--- BEGIN ENTRIES ---
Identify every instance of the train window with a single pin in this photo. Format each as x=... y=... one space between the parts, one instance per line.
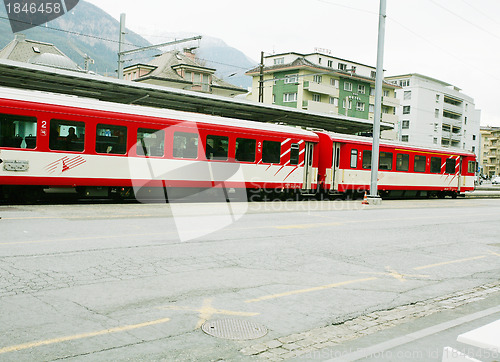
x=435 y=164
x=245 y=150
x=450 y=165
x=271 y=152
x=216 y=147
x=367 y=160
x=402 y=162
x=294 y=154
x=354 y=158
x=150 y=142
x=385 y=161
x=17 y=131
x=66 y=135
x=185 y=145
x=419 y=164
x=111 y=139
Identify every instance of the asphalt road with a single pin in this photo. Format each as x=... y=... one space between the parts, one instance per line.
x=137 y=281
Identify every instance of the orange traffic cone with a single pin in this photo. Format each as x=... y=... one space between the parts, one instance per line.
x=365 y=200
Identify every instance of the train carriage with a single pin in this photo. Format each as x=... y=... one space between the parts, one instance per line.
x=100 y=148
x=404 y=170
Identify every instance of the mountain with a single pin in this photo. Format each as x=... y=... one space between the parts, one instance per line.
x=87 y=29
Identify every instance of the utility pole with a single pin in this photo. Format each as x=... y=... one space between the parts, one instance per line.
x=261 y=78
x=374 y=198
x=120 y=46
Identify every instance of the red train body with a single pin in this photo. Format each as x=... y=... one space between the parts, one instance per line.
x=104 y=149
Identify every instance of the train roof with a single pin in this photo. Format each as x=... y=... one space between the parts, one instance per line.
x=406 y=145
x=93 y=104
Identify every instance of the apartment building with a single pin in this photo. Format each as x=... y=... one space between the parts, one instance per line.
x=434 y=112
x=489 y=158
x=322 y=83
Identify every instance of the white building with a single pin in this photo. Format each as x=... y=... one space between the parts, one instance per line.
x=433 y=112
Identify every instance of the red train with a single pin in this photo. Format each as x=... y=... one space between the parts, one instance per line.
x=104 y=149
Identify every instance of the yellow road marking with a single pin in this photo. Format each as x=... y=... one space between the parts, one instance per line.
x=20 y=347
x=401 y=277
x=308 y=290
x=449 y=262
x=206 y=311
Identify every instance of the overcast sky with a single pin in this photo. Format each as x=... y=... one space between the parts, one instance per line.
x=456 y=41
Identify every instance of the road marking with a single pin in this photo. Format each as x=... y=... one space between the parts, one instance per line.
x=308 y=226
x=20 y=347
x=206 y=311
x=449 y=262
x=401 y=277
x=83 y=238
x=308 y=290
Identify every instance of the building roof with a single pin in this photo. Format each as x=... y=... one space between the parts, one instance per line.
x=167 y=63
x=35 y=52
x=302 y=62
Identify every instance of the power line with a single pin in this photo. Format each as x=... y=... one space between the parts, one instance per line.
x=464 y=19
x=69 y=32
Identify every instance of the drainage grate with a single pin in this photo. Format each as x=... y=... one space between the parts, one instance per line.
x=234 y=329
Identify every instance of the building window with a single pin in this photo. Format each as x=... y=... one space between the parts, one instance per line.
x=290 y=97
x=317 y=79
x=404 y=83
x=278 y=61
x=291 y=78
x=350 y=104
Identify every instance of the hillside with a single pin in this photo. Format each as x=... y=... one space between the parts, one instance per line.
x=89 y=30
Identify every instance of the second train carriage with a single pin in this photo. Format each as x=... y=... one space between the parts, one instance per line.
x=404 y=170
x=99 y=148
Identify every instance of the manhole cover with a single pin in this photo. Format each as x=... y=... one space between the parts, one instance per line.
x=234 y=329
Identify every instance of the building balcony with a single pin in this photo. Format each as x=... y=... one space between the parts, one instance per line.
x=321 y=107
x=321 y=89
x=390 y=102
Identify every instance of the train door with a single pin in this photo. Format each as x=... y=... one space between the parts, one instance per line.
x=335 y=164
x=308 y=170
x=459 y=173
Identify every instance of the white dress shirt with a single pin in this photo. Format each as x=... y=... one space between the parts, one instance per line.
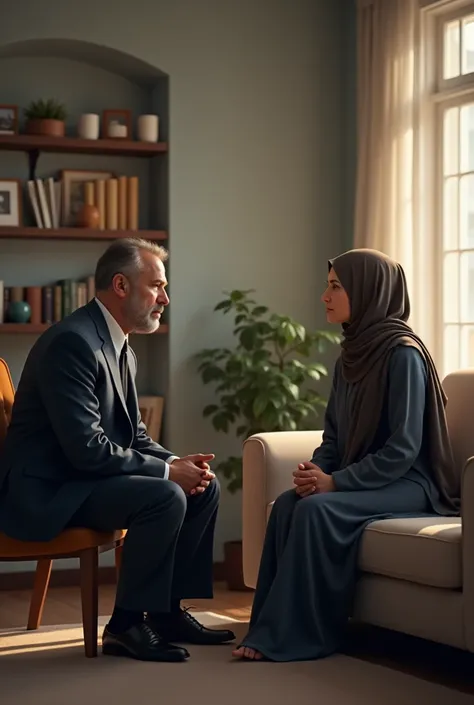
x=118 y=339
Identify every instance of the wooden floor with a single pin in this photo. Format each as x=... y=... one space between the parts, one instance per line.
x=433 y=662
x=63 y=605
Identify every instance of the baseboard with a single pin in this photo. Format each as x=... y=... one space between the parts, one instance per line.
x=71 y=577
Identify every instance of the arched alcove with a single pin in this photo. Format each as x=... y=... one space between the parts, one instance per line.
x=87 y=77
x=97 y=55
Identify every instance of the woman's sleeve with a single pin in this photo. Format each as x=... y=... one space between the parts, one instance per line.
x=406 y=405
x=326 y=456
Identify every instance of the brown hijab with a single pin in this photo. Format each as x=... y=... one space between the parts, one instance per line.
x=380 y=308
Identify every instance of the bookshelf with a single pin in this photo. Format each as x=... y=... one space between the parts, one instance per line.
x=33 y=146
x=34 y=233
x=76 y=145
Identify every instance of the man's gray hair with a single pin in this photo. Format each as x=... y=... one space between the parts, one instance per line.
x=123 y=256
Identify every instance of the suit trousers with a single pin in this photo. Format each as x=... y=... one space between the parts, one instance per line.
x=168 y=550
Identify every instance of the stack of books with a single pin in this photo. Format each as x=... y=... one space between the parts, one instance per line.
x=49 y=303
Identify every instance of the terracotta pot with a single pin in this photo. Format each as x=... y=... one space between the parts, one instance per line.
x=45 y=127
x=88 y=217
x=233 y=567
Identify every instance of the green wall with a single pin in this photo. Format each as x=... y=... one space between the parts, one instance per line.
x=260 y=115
--- END ENTRIES ---
◆ SHORT TASK: Rewrite everything in the data above, from the line containing "Identify every instance of the white building" down to the line containing "x=433 y=112", including both of those lines, as a JSON list of strings with one string per line and blank lines left out.

◆ WORKED ANSWER:
[
  "Identify every instance of the white building with a single pin in this photo. Format each as x=... y=... one space between the parts, one instance per line.",
  "x=433 y=112"
]